PROBLEM TO WORK ON: Render every line of the records below as a numbered list, omitting any blank lines.

(Stored items)
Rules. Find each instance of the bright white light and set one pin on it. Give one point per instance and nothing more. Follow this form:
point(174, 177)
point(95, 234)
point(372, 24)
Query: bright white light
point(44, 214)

RESPONSE TO THIS EXERCISE:
1. Rules. Find each instance of the bright white light and set one pin on it. Give one point per instance and nothing more. Follow this form:
2. point(174, 177)
3. point(95, 234)
4. point(372, 24)
5. Query: bright white light
6. point(44, 214)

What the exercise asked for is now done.